CHALLENGE
Copy out, word for word, the stretch of entries from the line containing "Target: leafy tree" through the end of the entries. Omit the pictures.

DATA FOR PROCESSING
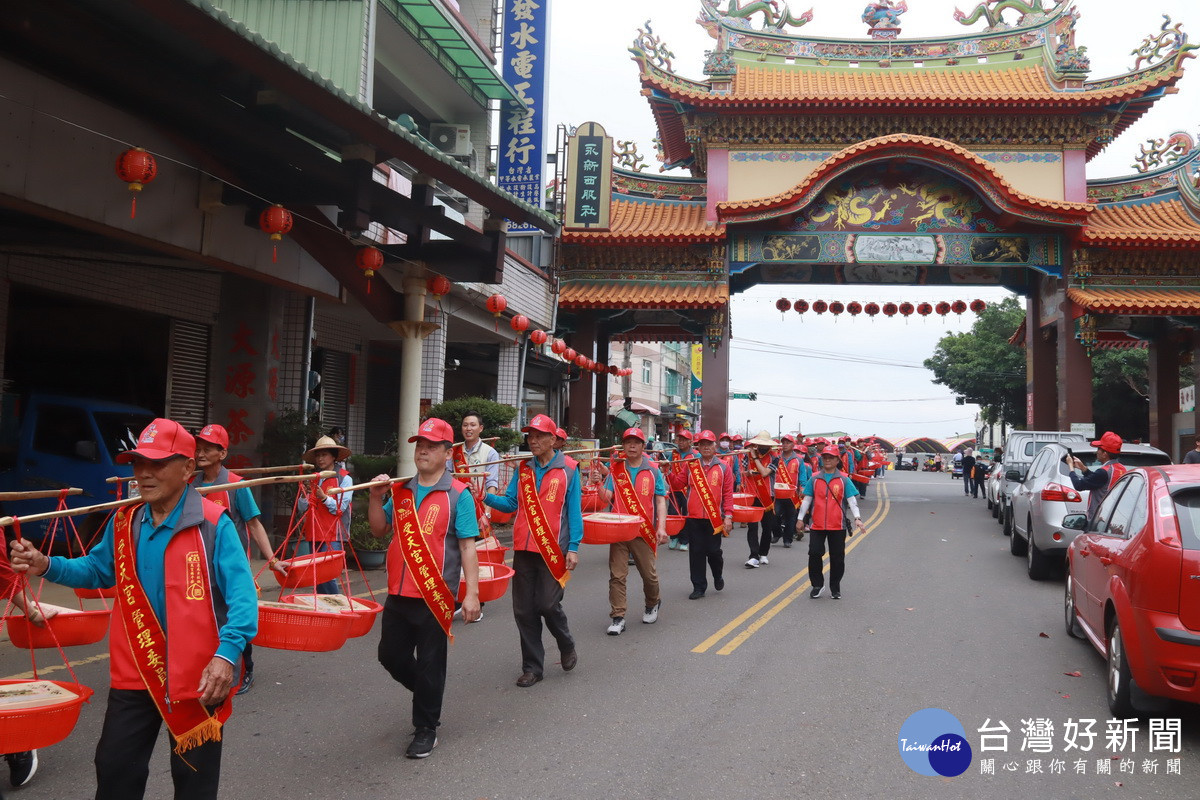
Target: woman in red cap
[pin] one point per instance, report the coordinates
(1097, 482)
(545, 493)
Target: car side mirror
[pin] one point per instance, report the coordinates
(87, 450)
(1074, 522)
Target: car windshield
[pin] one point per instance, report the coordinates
(120, 429)
(1187, 510)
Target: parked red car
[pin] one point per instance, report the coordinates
(1133, 585)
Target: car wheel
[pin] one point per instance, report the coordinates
(1036, 561)
(1017, 546)
(1068, 609)
(1120, 684)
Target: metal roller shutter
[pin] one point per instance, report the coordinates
(187, 373)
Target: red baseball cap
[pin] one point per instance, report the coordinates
(541, 423)
(160, 440)
(215, 434)
(436, 431)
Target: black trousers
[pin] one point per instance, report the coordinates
(703, 552)
(537, 596)
(126, 741)
(413, 650)
(837, 540)
(785, 516)
(759, 534)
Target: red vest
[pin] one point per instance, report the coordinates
(192, 617)
(827, 501)
(553, 499)
(436, 517)
(319, 524)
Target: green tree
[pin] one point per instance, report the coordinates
(982, 367)
(497, 416)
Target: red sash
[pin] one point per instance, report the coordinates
(761, 486)
(633, 501)
(539, 525)
(705, 493)
(187, 720)
(419, 558)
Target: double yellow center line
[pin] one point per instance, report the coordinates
(755, 617)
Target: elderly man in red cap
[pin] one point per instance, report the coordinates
(1097, 482)
(828, 493)
(211, 450)
(635, 486)
(708, 487)
(173, 660)
(432, 517)
(545, 493)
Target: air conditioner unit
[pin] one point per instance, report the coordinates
(450, 139)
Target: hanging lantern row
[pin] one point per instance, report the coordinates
(873, 308)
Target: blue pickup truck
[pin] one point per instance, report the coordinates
(51, 441)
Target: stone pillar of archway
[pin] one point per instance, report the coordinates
(1041, 383)
(1164, 390)
(580, 396)
(1074, 368)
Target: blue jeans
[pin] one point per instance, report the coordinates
(304, 547)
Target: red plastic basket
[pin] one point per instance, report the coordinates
(312, 569)
(610, 528)
(95, 594)
(39, 727)
(75, 629)
(493, 588)
(310, 631)
(748, 513)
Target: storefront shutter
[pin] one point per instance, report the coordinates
(187, 373)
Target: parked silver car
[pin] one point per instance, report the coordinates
(1045, 495)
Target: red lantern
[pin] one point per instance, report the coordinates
(275, 221)
(137, 168)
(369, 260)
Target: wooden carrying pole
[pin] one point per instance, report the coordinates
(202, 489)
(37, 494)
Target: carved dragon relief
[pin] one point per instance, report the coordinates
(739, 16)
(994, 12)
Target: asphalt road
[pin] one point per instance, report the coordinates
(756, 691)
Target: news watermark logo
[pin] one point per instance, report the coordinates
(934, 743)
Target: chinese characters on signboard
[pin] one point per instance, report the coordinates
(523, 128)
(588, 178)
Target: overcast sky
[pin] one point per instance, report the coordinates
(593, 79)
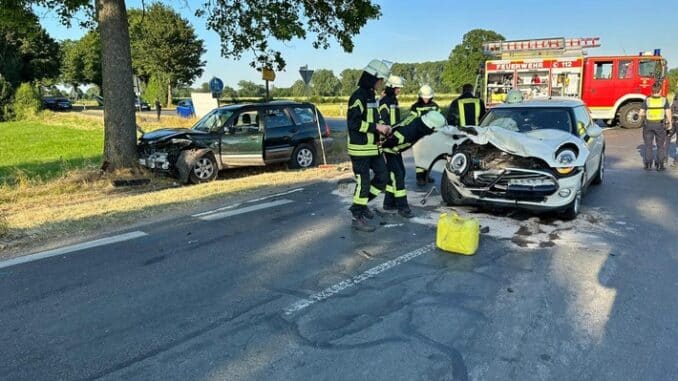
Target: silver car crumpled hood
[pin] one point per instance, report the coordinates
(542, 144)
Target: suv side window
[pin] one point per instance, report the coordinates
(304, 114)
(276, 118)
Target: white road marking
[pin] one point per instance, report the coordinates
(371, 273)
(230, 213)
(228, 207)
(72, 248)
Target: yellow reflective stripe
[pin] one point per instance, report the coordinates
(356, 196)
(462, 113)
(655, 109)
(401, 137)
(358, 104)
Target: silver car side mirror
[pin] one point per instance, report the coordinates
(594, 131)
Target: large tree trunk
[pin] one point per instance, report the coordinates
(118, 91)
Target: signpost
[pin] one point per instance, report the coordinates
(267, 75)
(217, 87)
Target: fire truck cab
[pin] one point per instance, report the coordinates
(613, 87)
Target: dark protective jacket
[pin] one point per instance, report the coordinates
(404, 136)
(465, 110)
(389, 112)
(361, 119)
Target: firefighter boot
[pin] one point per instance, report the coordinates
(360, 223)
(648, 165)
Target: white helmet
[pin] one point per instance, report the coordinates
(426, 92)
(434, 120)
(395, 81)
(378, 69)
(514, 96)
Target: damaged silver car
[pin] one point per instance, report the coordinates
(537, 155)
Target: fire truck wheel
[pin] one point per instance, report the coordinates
(629, 116)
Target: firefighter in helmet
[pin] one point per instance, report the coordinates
(423, 105)
(656, 112)
(363, 137)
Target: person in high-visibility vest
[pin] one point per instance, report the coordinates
(467, 109)
(657, 113)
(423, 105)
(363, 139)
(395, 197)
(672, 132)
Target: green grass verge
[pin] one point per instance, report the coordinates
(42, 150)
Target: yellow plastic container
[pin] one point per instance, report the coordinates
(458, 235)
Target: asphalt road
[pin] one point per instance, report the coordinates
(290, 292)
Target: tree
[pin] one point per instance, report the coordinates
(250, 89)
(244, 26)
(165, 45)
(325, 83)
(349, 80)
(27, 52)
(466, 58)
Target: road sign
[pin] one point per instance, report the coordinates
(306, 74)
(216, 85)
(268, 75)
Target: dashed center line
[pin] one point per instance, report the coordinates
(230, 213)
(354, 281)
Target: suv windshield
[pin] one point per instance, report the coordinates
(527, 119)
(214, 120)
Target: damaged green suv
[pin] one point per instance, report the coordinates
(237, 136)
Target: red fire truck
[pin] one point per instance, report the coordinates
(613, 87)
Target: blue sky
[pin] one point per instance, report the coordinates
(427, 30)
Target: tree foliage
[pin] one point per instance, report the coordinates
(466, 58)
(27, 52)
(165, 44)
(349, 80)
(325, 83)
(27, 102)
(251, 25)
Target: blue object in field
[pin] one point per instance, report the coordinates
(185, 108)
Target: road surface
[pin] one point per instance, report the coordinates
(280, 288)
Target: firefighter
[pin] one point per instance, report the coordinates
(395, 197)
(657, 114)
(363, 138)
(423, 105)
(465, 110)
(672, 132)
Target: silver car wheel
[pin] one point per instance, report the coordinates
(203, 169)
(304, 158)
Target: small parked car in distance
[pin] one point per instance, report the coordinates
(537, 155)
(236, 136)
(57, 103)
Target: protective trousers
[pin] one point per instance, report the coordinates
(396, 194)
(366, 190)
(654, 132)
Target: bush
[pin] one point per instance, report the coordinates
(27, 102)
(5, 100)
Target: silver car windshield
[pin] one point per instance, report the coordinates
(527, 119)
(213, 121)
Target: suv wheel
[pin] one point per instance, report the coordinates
(303, 156)
(205, 169)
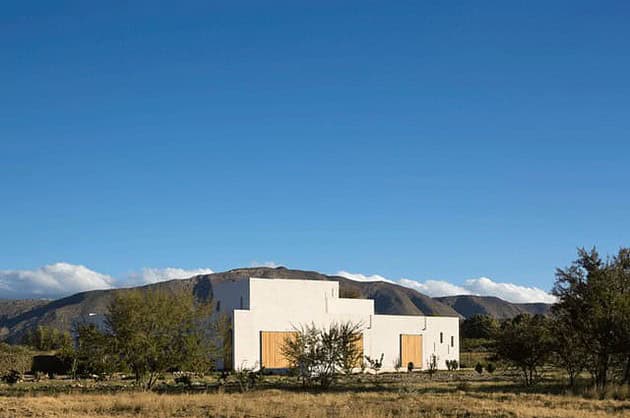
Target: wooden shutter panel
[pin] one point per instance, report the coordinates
(411, 350)
(271, 343)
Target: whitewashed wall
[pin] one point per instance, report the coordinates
(282, 305)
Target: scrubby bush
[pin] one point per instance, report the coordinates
(12, 377)
(432, 365)
(490, 368)
(479, 368)
(452, 364)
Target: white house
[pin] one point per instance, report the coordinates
(265, 311)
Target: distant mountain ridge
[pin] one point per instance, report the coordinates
(469, 305)
(18, 316)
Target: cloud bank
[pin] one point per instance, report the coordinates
(482, 286)
(62, 279)
(51, 281)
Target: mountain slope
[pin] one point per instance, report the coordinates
(469, 305)
(63, 313)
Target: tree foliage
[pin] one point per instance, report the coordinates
(148, 332)
(153, 331)
(14, 359)
(319, 355)
(593, 313)
(47, 339)
(525, 342)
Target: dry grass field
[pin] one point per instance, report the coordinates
(393, 398)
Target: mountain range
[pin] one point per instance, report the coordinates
(18, 316)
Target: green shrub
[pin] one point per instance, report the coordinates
(490, 368)
(479, 368)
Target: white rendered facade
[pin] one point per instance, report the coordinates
(280, 305)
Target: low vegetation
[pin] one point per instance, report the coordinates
(155, 356)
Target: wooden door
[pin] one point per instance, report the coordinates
(271, 343)
(411, 350)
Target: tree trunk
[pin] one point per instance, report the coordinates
(626, 374)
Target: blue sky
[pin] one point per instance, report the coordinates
(419, 140)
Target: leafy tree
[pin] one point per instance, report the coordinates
(153, 331)
(348, 336)
(594, 302)
(95, 352)
(47, 339)
(319, 355)
(15, 360)
(568, 352)
(525, 343)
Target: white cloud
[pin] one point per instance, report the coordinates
(51, 281)
(270, 264)
(362, 277)
(434, 287)
(508, 291)
(482, 286)
(153, 275)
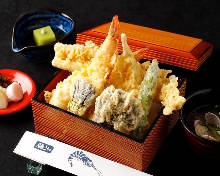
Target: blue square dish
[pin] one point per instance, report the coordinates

RESPONSE TO THE TASK
Target: leafy tree
[pin] one point per instance, report the coordinates
(153, 331)
(348, 336)
(594, 302)
(95, 352)
(47, 339)
(319, 355)
(15, 360)
(568, 352)
(525, 343)
Target: white cloud
[pin] one point per instance, report the coordinates
(51, 281)
(270, 264)
(362, 277)
(434, 287)
(508, 291)
(482, 286)
(153, 275)
Target: blue square dish
[pin] one point per instance, report the coordinates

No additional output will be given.